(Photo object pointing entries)
··········
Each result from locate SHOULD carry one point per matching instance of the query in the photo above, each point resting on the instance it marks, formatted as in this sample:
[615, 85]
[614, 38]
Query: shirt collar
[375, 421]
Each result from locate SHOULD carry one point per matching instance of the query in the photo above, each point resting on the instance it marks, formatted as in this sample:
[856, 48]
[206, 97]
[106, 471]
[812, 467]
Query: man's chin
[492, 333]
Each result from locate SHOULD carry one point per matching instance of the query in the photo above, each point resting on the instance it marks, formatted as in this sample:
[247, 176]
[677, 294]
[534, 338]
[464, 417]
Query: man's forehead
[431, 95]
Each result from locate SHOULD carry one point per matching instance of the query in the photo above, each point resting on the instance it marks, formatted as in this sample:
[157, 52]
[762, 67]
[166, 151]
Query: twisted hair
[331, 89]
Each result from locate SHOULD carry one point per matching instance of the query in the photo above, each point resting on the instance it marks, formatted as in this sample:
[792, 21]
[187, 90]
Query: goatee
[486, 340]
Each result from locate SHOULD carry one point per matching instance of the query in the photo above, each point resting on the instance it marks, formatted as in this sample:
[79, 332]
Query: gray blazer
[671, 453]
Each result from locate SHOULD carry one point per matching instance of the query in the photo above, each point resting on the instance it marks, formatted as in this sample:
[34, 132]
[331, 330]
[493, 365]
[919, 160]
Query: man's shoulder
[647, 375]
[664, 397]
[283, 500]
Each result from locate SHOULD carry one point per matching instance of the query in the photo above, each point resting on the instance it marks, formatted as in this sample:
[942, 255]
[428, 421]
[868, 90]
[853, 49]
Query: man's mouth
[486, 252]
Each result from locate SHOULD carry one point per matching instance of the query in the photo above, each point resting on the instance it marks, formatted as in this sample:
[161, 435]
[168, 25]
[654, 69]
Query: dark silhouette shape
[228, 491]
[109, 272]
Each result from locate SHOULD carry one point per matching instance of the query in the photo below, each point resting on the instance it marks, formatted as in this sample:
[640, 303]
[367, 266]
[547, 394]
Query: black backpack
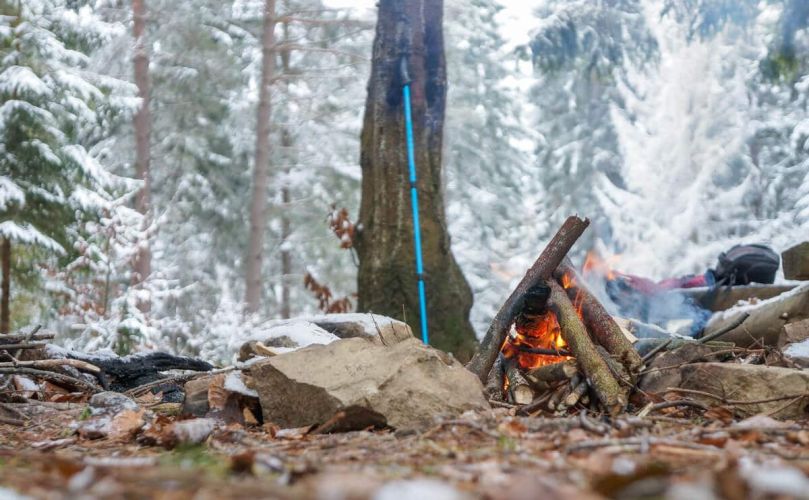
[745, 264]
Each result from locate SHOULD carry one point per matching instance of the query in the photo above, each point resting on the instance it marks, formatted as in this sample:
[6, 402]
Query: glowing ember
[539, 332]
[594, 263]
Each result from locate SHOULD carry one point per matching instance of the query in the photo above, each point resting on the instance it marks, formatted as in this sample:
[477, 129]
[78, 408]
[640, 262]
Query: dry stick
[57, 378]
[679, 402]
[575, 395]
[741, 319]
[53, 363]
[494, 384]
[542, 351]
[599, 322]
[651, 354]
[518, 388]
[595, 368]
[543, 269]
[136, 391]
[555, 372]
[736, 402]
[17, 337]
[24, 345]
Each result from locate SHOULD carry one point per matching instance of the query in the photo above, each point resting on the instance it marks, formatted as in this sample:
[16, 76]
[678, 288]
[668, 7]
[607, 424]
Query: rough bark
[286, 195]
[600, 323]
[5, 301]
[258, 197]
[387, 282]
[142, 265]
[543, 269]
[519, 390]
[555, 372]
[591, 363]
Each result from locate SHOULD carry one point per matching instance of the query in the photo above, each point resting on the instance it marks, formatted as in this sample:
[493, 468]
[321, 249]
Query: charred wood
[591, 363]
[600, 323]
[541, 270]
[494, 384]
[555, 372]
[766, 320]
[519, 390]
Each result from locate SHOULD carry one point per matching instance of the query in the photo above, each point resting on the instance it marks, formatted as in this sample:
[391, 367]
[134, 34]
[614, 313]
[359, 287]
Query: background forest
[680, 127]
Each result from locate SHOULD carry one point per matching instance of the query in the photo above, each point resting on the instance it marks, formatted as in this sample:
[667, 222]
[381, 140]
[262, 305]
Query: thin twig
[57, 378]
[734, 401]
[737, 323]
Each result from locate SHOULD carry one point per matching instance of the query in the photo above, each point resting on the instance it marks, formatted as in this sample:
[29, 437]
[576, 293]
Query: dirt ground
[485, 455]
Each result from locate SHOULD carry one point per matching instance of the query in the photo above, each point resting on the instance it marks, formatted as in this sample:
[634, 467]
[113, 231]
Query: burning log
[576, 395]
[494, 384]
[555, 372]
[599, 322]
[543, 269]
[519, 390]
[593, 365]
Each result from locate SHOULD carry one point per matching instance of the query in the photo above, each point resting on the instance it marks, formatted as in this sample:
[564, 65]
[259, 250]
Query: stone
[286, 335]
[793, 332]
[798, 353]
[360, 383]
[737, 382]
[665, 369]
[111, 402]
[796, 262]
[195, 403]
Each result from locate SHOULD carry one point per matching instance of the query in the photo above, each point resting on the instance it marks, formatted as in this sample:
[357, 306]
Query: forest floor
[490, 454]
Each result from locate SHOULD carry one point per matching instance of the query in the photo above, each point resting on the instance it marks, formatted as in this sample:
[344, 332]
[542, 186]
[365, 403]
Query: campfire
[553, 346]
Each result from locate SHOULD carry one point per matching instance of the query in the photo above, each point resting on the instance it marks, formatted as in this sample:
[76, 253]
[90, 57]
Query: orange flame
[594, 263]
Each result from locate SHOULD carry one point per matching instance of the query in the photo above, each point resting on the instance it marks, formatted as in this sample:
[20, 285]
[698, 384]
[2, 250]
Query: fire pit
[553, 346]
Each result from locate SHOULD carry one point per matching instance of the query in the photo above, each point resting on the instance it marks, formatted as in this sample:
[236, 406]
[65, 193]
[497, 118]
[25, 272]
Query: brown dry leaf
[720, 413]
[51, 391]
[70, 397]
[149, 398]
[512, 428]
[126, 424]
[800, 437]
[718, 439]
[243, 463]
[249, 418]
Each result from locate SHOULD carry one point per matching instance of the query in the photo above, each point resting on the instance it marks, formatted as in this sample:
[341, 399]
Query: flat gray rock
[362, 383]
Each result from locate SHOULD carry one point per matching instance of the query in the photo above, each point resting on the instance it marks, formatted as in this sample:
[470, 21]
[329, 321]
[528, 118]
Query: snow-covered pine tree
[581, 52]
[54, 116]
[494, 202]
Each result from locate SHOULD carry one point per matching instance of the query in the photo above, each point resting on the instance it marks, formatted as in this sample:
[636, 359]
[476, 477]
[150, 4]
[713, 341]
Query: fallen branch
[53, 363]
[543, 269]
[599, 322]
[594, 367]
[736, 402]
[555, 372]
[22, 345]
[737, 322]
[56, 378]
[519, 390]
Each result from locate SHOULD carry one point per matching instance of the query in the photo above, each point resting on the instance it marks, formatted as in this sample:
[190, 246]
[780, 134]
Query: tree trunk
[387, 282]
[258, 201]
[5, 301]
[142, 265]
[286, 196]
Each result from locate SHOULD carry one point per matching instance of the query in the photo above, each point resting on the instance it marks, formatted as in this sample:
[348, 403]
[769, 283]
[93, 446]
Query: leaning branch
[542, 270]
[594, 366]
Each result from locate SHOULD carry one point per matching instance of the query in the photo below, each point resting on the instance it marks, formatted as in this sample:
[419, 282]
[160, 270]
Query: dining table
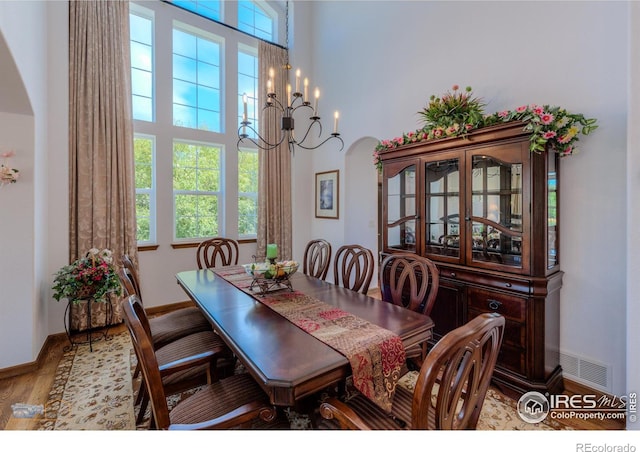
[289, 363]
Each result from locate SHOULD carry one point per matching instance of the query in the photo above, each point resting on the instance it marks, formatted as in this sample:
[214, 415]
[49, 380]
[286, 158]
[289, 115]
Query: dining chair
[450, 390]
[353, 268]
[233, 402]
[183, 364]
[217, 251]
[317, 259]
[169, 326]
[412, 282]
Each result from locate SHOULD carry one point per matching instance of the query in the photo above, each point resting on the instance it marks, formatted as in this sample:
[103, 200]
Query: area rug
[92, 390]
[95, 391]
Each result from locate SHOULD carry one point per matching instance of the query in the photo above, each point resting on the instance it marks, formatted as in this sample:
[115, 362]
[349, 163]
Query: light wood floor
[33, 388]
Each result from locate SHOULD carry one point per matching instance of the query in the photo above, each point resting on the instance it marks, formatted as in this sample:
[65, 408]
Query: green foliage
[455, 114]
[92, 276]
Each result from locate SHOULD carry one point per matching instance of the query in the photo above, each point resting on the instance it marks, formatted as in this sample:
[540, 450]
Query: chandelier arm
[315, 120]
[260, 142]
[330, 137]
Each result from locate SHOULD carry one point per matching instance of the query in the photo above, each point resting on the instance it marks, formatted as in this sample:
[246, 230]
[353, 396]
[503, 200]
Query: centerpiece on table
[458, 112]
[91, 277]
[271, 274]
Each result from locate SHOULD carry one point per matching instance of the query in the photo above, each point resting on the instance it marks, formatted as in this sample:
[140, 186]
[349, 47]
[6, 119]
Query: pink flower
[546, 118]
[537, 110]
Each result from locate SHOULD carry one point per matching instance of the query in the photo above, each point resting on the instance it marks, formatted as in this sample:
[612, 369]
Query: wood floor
··········
▶ **Written problem**
How many lines in the entries above contain the string "wood"? Reply with the number alone.

▶ **Finished task**
3